::: Listing :::
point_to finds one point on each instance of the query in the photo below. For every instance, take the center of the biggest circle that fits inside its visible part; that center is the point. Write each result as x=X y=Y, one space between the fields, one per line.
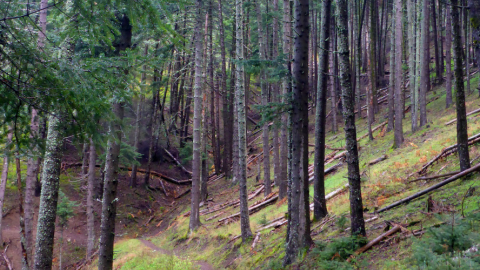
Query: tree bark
x=392 y=78
x=110 y=182
x=438 y=71
x=138 y=118
x=348 y=98
x=92 y=183
x=3 y=183
x=264 y=88
x=197 y=115
x=448 y=57
x=319 y=202
x=475 y=23
x=399 y=106
x=425 y=63
x=241 y=124
x=286 y=44
x=462 y=130
x=49 y=195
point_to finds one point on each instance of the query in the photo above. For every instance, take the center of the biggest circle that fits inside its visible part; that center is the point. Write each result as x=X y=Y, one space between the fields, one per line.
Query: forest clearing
x=240 y=134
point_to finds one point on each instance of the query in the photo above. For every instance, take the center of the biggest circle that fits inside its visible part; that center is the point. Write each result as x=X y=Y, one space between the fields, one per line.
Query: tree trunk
x=92 y=183
x=371 y=93
x=110 y=182
x=264 y=87
x=282 y=191
x=462 y=130
x=411 y=57
x=399 y=105
x=475 y=24
x=438 y=71
x=276 y=98
x=393 y=78
x=138 y=118
x=299 y=140
x=49 y=195
x=319 y=202
x=448 y=57
x=348 y=98
x=197 y=115
x=425 y=64
x=109 y=201
x=241 y=124
x=3 y=183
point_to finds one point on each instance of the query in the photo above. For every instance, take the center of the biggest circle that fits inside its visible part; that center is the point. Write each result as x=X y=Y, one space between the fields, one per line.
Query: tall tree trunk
x=49 y=196
x=109 y=202
x=138 y=118
x=371 y=93
x=448 y=57
x=3 y=183
x=300 y=218
x=227 y=130
x=241 y=124
x=90 y=200
x=264 y=88
x=319 y=202
x=110 y=182
x=462 y=130
x=411 y=56
x=393 y=78
x=348 y=98
x=425 y=63
x=467 y=46
x=197 y=115
x=399 y=106
x=475 y=23
x=25 y=259
x=286 y=44
x=275 y=98
x=438 y=71
x=32 y=162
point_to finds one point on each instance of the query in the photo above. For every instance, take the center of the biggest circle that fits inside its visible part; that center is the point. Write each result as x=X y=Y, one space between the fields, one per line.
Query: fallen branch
x=377 y=240
x=375 y=161
x=430 y=189
x=434 y=176
x=468 y=114
x=253 y=209
x=178 y=162
x=332 y=194
x=445 y=152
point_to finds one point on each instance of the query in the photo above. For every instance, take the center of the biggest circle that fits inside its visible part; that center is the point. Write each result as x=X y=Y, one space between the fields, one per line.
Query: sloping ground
x=383 y=183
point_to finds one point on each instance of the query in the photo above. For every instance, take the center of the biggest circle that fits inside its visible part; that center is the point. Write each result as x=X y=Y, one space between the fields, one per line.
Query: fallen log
x=445 y=152
x=373 y=130
x=377 y=240
x=274 y=224
x=214 y=216
x=332 y=194
x=178 y=162
x=252 y=209
x=434 y=176
x=375 y=161
x=468 y=114
x=430 y=189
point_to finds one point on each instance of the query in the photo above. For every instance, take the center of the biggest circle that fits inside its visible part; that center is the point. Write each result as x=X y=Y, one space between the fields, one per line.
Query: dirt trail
x=203 y=265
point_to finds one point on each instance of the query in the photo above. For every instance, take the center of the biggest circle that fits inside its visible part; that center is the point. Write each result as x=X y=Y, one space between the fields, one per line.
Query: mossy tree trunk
x=348 y=99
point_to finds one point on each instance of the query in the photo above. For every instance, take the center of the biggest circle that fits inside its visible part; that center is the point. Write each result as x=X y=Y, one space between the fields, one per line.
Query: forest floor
:::
Aim of the task:
Display each line of the data above that contains the string "fallen".

Output for this exercise:
Query: fallen branch
Query: fallen log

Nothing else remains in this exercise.